Listed records
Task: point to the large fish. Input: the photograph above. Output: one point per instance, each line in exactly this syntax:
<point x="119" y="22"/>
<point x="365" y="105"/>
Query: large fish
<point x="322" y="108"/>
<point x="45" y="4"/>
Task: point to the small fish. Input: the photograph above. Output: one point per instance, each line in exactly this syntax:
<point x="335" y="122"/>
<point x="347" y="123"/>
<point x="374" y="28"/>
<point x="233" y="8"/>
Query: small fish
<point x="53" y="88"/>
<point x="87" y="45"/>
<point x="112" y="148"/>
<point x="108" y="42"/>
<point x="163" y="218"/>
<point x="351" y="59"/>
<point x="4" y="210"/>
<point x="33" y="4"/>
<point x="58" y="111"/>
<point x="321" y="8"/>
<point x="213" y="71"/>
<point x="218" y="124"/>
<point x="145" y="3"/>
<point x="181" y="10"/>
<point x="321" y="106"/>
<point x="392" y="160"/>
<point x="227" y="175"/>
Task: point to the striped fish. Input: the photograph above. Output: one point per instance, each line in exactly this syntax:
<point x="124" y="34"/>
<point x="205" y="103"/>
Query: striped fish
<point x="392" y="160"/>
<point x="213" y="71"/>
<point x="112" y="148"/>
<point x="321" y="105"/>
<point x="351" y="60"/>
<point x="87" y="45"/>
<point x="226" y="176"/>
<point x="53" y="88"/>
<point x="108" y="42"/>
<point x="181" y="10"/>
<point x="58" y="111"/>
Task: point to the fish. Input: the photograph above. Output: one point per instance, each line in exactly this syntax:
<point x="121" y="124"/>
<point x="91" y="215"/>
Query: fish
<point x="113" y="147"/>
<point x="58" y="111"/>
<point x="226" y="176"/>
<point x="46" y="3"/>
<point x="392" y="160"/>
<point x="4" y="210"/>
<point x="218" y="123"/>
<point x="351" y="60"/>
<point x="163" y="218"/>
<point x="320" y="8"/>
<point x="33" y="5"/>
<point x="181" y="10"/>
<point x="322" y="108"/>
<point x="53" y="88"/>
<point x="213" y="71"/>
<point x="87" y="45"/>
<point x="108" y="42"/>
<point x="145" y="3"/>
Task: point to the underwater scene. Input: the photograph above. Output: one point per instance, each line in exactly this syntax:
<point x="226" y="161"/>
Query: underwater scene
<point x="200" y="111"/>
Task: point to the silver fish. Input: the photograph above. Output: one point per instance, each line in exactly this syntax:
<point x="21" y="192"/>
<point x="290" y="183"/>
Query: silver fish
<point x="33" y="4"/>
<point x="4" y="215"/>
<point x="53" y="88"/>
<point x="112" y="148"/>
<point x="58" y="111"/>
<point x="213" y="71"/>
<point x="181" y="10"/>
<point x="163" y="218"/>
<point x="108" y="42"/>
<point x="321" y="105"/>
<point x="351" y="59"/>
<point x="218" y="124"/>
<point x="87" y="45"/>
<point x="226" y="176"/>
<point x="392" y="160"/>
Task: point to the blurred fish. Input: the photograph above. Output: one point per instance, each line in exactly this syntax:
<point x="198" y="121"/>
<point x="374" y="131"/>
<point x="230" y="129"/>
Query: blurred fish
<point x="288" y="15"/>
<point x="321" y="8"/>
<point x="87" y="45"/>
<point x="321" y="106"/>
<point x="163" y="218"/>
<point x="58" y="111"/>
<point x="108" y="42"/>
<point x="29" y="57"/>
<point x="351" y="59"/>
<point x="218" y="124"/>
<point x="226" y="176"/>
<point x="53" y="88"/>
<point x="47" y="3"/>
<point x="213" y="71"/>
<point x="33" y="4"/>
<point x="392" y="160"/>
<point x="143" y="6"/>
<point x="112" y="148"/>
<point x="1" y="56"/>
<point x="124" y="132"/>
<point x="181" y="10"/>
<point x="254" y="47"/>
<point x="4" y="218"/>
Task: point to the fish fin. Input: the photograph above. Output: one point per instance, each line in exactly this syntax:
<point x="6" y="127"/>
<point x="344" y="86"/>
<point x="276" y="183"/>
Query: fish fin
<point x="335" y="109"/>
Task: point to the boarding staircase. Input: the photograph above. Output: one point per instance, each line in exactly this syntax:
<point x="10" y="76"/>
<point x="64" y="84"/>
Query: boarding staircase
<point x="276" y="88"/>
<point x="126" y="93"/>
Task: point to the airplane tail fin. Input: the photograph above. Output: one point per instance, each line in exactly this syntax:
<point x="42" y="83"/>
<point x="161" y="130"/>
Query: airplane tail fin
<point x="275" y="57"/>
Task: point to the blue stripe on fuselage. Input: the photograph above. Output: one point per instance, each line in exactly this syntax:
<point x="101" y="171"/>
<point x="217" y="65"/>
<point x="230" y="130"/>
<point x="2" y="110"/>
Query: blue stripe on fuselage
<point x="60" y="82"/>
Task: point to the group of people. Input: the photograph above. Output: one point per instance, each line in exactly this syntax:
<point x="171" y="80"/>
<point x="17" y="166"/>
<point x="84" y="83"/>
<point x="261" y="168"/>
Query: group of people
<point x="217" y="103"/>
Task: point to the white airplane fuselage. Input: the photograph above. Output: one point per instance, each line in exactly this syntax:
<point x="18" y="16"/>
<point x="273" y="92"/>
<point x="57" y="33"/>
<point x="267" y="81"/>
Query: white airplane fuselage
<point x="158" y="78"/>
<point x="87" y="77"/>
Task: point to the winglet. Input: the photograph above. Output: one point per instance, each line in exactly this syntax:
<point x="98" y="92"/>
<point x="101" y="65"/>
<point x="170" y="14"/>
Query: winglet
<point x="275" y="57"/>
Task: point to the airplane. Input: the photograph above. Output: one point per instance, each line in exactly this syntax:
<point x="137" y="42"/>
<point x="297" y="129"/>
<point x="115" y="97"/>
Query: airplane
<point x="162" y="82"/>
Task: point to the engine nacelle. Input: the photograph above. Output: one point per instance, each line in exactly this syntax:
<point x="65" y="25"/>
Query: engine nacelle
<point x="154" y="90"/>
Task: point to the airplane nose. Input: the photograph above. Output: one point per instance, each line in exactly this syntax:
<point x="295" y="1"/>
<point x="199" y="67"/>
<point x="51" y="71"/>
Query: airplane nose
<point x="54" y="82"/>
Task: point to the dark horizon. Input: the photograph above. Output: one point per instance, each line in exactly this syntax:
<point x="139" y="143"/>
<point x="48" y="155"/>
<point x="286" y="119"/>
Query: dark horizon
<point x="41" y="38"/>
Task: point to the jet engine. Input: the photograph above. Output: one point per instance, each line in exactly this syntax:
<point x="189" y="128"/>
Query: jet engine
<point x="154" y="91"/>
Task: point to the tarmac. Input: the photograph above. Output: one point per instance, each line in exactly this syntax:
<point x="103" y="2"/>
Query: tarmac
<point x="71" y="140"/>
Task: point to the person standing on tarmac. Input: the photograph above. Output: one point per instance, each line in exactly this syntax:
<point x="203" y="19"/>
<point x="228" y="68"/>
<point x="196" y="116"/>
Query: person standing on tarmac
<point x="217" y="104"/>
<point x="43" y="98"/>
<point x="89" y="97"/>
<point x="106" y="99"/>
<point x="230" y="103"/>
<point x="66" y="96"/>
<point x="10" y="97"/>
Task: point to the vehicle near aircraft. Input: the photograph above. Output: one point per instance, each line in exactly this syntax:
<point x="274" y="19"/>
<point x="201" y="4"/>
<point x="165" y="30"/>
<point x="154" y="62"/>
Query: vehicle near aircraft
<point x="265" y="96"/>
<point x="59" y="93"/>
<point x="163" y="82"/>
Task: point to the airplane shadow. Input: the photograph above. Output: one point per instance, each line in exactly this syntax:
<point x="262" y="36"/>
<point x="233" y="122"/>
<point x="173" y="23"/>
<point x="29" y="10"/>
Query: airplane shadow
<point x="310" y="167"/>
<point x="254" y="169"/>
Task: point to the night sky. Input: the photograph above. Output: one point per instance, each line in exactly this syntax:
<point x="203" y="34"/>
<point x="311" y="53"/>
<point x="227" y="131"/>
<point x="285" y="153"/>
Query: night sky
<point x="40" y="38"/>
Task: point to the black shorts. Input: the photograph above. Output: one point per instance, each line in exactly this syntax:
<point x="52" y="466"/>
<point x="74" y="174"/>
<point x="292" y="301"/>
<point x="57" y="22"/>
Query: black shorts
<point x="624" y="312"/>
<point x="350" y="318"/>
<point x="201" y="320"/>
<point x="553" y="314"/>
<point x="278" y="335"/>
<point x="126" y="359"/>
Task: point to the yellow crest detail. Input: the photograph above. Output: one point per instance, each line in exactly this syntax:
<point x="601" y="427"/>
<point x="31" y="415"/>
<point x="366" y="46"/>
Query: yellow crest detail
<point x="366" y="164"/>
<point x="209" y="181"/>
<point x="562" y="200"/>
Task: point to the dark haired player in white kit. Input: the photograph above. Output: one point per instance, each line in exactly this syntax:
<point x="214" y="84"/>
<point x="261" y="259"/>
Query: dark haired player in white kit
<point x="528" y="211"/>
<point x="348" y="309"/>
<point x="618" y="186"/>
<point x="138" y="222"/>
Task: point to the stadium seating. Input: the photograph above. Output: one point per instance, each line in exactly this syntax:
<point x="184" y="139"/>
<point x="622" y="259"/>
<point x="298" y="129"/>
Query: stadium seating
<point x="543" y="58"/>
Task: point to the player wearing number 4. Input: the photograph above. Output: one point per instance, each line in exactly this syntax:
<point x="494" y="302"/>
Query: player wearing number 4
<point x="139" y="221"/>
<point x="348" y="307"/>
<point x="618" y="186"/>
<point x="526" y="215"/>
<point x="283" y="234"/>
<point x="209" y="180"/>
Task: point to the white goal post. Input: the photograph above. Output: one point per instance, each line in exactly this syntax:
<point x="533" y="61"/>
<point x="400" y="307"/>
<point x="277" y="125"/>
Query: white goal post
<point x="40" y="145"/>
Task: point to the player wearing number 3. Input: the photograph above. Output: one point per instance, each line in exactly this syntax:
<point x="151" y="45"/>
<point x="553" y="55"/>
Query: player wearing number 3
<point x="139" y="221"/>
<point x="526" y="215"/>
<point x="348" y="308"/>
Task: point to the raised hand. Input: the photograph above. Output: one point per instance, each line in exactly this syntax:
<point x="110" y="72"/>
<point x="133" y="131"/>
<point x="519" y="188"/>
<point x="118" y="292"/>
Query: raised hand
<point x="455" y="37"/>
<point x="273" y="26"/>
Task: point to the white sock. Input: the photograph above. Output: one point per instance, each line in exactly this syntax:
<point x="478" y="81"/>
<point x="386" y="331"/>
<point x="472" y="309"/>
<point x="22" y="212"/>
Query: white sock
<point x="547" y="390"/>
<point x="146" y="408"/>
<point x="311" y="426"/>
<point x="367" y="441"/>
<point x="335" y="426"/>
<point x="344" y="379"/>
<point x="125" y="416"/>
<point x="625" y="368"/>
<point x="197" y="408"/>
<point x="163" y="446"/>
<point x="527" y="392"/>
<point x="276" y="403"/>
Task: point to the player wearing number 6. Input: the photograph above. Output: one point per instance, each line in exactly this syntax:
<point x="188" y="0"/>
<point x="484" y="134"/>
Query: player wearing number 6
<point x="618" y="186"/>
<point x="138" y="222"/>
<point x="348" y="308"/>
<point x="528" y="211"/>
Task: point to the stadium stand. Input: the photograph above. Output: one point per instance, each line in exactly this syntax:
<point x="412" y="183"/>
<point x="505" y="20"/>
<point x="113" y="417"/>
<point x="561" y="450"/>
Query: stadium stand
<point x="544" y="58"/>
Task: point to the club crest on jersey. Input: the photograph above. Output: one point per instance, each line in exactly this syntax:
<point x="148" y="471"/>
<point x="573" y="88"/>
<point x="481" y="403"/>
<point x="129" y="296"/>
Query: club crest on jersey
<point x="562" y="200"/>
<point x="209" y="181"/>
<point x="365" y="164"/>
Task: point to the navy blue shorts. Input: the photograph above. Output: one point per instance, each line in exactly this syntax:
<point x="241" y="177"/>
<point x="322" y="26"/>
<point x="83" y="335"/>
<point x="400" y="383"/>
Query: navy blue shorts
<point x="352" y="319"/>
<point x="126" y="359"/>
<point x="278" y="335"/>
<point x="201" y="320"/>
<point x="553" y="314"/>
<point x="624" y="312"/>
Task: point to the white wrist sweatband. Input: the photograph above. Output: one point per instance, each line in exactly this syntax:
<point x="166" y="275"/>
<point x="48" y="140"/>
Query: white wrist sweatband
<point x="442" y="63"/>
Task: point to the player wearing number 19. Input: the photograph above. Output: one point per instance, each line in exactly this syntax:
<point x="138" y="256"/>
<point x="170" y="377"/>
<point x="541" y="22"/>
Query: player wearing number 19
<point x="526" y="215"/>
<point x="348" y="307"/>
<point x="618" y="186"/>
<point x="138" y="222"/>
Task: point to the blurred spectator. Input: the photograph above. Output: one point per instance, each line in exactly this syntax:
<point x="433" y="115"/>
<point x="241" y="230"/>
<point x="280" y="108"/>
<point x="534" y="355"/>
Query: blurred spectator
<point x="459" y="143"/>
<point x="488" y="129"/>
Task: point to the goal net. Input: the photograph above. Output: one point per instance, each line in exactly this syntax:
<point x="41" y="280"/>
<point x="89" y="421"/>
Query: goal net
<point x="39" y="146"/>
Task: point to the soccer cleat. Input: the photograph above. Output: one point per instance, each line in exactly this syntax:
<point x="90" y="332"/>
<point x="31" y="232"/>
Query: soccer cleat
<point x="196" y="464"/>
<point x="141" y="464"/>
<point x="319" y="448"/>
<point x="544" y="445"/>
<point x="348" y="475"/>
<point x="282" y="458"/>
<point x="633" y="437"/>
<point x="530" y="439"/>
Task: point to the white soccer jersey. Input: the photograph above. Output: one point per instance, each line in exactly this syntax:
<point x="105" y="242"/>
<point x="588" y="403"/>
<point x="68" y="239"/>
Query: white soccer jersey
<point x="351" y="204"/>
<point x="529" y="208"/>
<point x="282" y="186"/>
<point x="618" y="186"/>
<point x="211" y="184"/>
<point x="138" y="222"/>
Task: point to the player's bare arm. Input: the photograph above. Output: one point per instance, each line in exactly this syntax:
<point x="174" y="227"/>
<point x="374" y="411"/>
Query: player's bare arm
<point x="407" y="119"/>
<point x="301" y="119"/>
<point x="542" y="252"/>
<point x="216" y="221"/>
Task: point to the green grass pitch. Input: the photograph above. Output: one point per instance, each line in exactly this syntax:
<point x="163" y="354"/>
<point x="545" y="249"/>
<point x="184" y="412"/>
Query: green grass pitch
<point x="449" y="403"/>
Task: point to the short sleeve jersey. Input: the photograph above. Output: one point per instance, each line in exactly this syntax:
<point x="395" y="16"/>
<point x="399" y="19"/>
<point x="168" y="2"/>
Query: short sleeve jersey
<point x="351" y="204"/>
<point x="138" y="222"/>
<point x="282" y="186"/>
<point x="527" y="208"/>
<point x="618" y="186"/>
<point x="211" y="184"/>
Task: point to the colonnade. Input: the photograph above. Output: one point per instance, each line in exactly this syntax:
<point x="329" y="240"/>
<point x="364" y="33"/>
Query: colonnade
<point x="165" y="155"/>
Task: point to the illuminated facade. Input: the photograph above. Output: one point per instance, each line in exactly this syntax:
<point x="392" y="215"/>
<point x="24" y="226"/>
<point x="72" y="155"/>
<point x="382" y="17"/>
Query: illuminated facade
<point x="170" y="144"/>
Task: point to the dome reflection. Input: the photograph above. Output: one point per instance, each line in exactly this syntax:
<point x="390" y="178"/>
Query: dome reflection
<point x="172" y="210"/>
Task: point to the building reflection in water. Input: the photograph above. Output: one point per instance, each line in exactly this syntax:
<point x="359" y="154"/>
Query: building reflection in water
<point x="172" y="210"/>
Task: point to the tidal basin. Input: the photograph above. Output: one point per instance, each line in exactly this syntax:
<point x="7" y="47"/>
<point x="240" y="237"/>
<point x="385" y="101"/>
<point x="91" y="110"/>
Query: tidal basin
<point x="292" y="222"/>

Exercise goal
For this exercise, please output exactly the lines above starting at the line with "Query: navy blue shorts" and ending at the line with "Task: point to the white wrist", ends included.

Exercise result
Query: navy blue shorts
<point x="352" y="319"/>
<point x="126" y="359"/>
<point x="278" y="335"/>
<point x="201" y="320"/>
<point x="553" y="314"/>
<point x="624" y="312"/>
Task: point to the white wrist sweatband. Input: the photograph above. Output: one point per instance, each line in exactly this syntax:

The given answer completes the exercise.